Also, for your comfort level, attach only the WD drive, and look on the C: partition where you should be able to verify a Windows directory


----------



## Yellowdog (Jul 4, 2004)

So, you think the report from that Paragon Partition Magic was incorrect this morning? I mean from what it said all of the information is on E, but when I go to "My Computer" it looks like it is on C, but that software said C isn't even formatted and I don't understand how that can be and have anything installed on it?


----------



## ~Candy~ (Jan 27, 2001)

I've never used that software, but I believe it's impossible for C not to be formatted because that is where it looks to load Windows, also the sizes don't seem to match up. You said you copied everything from the drives, how do the serial numbers match up from that report?


----------



## Yellowdog (Jul 4, 2004)

Not sure. I mean when I check the properties of the disk drives in the device manager of My Computer there are no serial numbers listed there or when I check each drives properties either. The only serial numbers I have found are when I use the EZ-BIOS and that software I downloaded this morning and they don't look anything alike to me? Anyway, it sounds to me like none of that will matter from your other message about how EZ-BIOS reports the sizes and info... so I think I want to go for that option and try copying all from the WD to the Maxtor, then erasing the WD and transferring the information back to the WD and then clearing the Maxtor again, etc... If I get into EZ-BIOS and see something really strange I can always just escape out and come back and tell you what is going on before I decide what to do...


----------



## ~Candy~ (Jan 27, 2001)

Correct. Be sure to test the Maxtor to see if you can still communicate with us prior to wiping the WD.


----------



## Yellowdog (Jul 4, 2004)

Okay I'm going to give it a try, BUT FIRST make sure of one more thing... after I copy everthing to the Maxtor, then I need to disconnect the WD and see if I am able to communicate with you all via Maxtor. If so then reconnect the WD and proceed with clearing the WD and then transferring the info from the Maxtor back to the WD and then make sure I can communicate, then wipe out the Maxtor back to the stage it is in now?


----------



## ~Candy~ (Jan 27, 2001)
++++++
**Set task 1:**
Answer these questions about the drive-copying thread:
(a) Which software did Yellowdog say reported that C isn't formatted?
(b) Where did Yellowdog find the only serial numbers?
(c) Which drive does ~Candy~ say to test before wiping the WD?
**Set task 2:** Rewrite the drive-copying thread starting with "Okay I'm going" and going on through "it is in now?", with "Maxtor" changed to "backup drive".
The lines after this point come from a separate source.

**Dataset extract:**
++++++
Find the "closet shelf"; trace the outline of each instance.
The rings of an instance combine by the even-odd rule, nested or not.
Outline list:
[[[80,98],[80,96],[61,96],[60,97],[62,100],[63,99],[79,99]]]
++++++
**Correct response 1:**
(a) Paragon Partition Magic
(b) In the EZ-BIOS and the software downloaded that morning
(c) The Maxtor

**Correct response 2:**
Okay I'm going to give it a try, BUT FIRST make sure of one more thing... after I copy everthing to the backup drive, then I need to disconnect the WD and see if I am able to communicate with you all via backup drive. If so then reconnect the WD and proceed with clearing the WD and then transferring the info from the backup drive back to the WD and then make sure I can communicate, then wipe out the backup drive back to the stage it is in now?